## Data extract

-- -- --

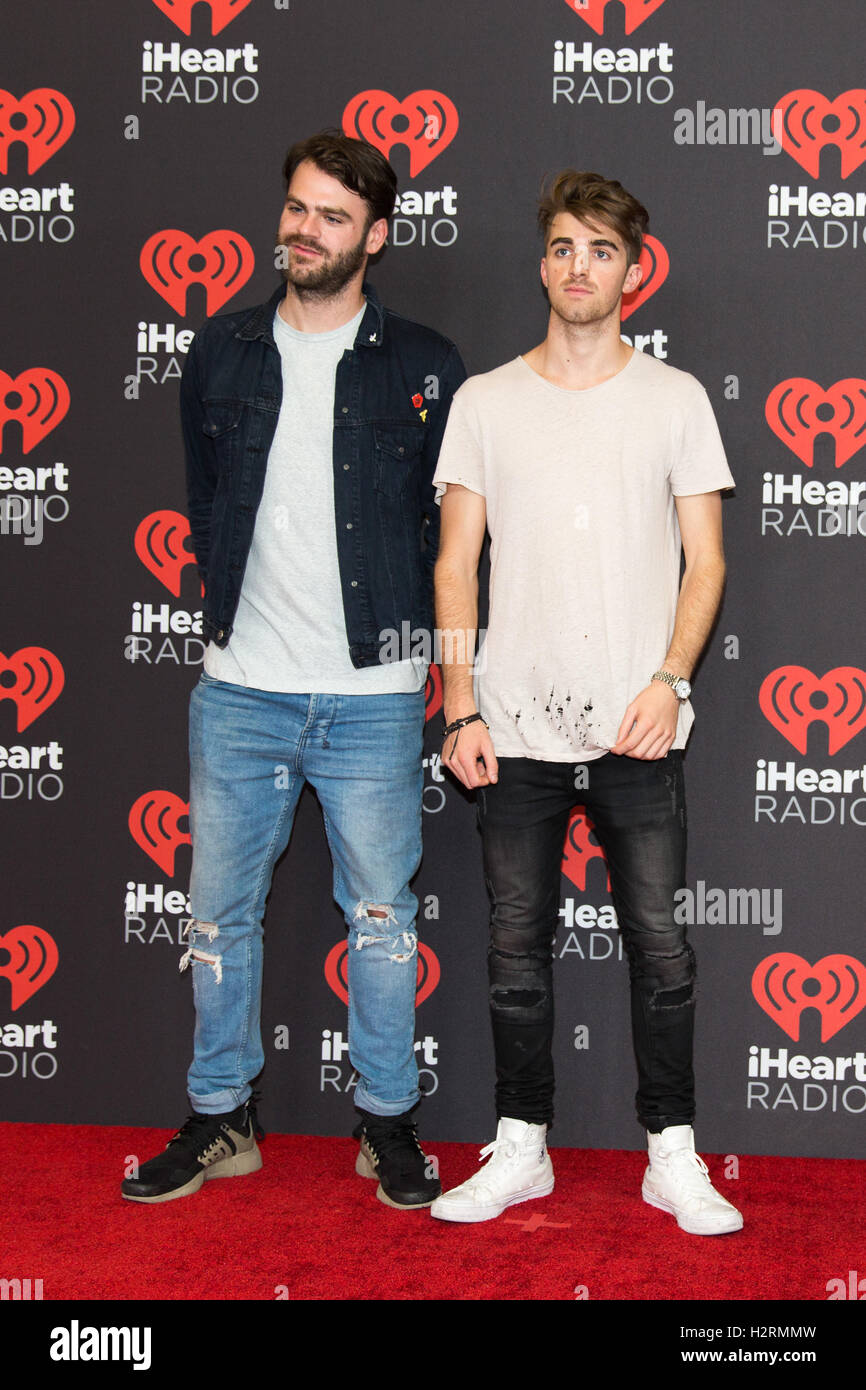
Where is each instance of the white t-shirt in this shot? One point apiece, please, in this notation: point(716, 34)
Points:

-- -- --

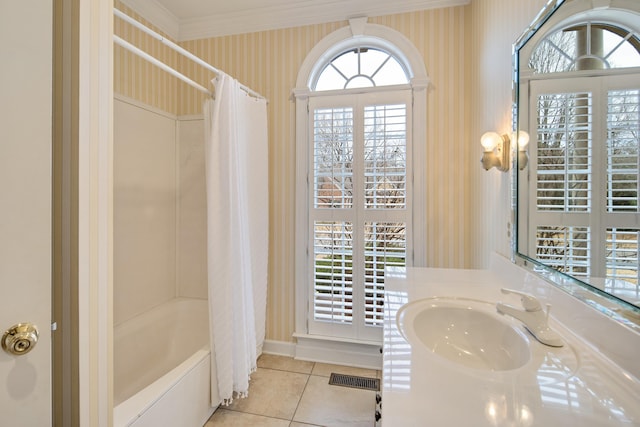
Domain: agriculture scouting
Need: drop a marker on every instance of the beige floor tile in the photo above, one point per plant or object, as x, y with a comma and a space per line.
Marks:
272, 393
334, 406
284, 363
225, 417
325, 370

-- -- --

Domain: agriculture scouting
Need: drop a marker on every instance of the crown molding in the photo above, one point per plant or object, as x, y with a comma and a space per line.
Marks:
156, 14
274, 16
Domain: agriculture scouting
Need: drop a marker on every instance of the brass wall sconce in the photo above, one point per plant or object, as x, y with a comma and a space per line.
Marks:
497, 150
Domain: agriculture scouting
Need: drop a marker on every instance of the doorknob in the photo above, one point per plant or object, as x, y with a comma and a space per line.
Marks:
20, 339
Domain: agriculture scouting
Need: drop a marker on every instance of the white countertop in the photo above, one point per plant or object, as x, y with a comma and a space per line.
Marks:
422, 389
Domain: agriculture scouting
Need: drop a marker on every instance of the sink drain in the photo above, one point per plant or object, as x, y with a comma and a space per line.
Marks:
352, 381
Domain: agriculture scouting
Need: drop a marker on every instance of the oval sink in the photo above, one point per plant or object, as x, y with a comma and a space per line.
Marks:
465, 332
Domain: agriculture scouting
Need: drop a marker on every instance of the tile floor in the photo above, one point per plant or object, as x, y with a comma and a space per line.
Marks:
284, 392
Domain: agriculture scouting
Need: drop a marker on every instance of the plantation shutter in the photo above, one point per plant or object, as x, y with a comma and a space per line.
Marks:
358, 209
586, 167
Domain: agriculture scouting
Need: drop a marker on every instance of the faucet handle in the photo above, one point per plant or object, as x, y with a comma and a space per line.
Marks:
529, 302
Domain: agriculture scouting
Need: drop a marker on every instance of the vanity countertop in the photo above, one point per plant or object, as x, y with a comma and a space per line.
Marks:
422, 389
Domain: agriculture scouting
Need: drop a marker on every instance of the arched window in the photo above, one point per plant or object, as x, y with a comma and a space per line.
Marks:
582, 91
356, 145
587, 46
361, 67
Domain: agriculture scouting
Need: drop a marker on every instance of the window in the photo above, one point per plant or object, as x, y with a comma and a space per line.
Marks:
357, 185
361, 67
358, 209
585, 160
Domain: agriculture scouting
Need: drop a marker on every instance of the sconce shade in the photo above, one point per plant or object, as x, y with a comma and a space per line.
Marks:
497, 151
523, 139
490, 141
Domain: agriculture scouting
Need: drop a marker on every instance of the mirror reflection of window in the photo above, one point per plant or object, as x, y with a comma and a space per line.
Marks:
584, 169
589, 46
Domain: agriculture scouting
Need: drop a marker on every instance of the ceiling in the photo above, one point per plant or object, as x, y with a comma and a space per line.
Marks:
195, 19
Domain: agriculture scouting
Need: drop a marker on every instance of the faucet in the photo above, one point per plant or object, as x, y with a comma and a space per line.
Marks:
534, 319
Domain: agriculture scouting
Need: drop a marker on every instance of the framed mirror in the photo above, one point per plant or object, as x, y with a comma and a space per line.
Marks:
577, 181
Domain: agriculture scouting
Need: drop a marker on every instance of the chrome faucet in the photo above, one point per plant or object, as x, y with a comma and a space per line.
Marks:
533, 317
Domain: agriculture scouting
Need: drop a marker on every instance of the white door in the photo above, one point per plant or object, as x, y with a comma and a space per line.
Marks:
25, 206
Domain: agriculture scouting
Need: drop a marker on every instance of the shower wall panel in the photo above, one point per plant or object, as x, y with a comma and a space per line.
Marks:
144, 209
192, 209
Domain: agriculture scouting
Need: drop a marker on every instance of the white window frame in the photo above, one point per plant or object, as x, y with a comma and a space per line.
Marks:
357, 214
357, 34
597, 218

-- -- --

## Exercise details
Both the line containing "Need: drop a marker on every instance of the plantation" and the line containing "Need: drop a marker on every instance of the sconce" belong in the answer. Print them and every line above that falls between them exactly, and no others.

## Response below
Need: drop a marker on every instance of the plantation shutter in the photo above, one point per plant or object, as x, y with a comma and a space per line.
Marks:
358, 209
586, 167
Domain: agriculture scouting
Need: drop a marker on every instance of the faucet handle in the photo above, one point per plant or object, as x, y with a comma and a space per line.
Marks:
529, 302
Domain: agriculture scouting
Need: drop a marker on every instance of the vanity countertop in the photo above, one point per plant or object, as x, y with a comma and a space per line.
Marks:
422, 389
Domain: agriculture scouting
Need: drop a marker on every instance of the arched window in the photo above, one point per plant or object, as x, y with a comma and a space per line.
Marks:
582, 91
356, 145
587, 46
361, 67
Domain: agriculture scouting
Need: drop a marker on every instance of the window in the photo above, one point per plant or object, as x, y with a comma and a space per line.
Marks:
357, 185
361, 67
358, 209
585, 160
Domain: agriculture scouting
Need: drop a marker on every instance of the sconce shade in the photo above, one point per plant or object, as x, y with a comma and a space per line.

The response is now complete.